>>>>

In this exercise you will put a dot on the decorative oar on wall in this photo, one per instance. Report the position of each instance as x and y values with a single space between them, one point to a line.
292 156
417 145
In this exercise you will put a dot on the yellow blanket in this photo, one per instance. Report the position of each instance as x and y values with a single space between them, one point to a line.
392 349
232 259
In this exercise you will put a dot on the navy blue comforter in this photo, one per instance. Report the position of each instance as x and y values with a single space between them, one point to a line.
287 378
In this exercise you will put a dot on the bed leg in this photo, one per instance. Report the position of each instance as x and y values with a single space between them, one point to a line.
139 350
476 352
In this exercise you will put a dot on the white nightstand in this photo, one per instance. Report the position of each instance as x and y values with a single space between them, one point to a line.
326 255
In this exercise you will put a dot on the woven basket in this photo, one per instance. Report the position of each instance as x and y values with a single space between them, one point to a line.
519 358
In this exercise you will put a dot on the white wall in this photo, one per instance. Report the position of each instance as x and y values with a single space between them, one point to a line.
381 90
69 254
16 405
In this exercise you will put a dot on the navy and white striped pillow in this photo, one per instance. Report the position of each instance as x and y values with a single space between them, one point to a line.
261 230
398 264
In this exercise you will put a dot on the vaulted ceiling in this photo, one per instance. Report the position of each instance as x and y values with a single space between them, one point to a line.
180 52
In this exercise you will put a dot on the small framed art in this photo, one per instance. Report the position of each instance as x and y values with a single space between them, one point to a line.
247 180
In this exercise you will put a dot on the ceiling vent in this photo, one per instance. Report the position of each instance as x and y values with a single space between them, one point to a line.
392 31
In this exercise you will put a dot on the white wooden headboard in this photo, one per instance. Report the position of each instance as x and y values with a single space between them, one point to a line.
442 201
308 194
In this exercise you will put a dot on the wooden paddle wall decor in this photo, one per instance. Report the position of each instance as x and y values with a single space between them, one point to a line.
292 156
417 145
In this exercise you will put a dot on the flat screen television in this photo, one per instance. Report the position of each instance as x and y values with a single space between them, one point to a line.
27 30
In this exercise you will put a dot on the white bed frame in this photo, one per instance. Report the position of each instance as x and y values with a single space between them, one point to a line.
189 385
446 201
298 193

<<<<

Could you rewrite all of the lines above, changing each "put a dot on" to "place a point on" and leaving everything else unchanged?

## Correct response
In this exercise you will place a point on the decorative oar on wall in this photo, one per instance. Report the position of each instance as x and y values with a single space between them, one point to a line.
292 156
417 145
In this exercise you will place a point on the yellow blanket in this photo, one per instance. Report the position of each instance as x and y values with a single space between them, one point to a line.
392 349
232 259
In this exercise you will place a point on the navy blue comforter in this photo, one per instance. Report the position of each instance as x and y values with a single space between them, one point to a line.
287 378
In this exercise you will place a point on the bed leg in this photo, one per instance. Report the position of each instance as x and y values with a single space between them, one point to a line.
139 350
476 352
In this exercise you will place a point on the white nightstand in this photo, one per instance. Report the position of each instance as x and y values with a single space between them, one point to a line.
326 255
In this exercise you will place a point on the woven basket in this photo, one per instance. Report the position of each instance as x and y values with a single space between them, one point to a line.
519 358
In this exercise you will place a point on the white wall in this photo, one per instance. Report the position of each instance as x and y values with a single space between them, one point to a line.
381 90
69 254
16 405
In this exercise you will place a point on the navy and white striped pillow in this photo, one per instance. Report the position of each instance as x and y values with a single space between them, one point to a line.
261 230
398 264
In this exercise you will place a point on the vaulted ceiling in this photo, one per instance. Report the position of each instance as x and y values with a single space between them, one point to a line.
180 52
In this exercise you will place a point on the small framed art in this photo, one per instance. Report the position of each instance as x and y values with a single space between them, one point to a line.
247 180
In this exercise you will place a point on the ceiling vent in this photo, one per instance. Report the position of each instance as x and y values with a single space between them, one point to a line.
392 31
In this exercise you will place a point on the white wooden headboard in this photo, one per instance. Report the position of each instance as x and y values with a single space between them, one point to a line.
442 201
308 194
In this exercise you will place a point on the wooden paddle wall decor in this photo, one per instance. Report the position of each instance as x and y values with a single space between them, one point to a line.
292 156
417 145
In this exercise you will place a point on the flat screen television in this photo, one per instance. Report the position of each instance as x and y values with a single space between them, one point to a line.
27 30
In this exercise you will place a point on the white bed frame in this photo, one per instance. Report the position of each instance as x and y values with a single space between them, one point to a line.
189 385
446 201
298 193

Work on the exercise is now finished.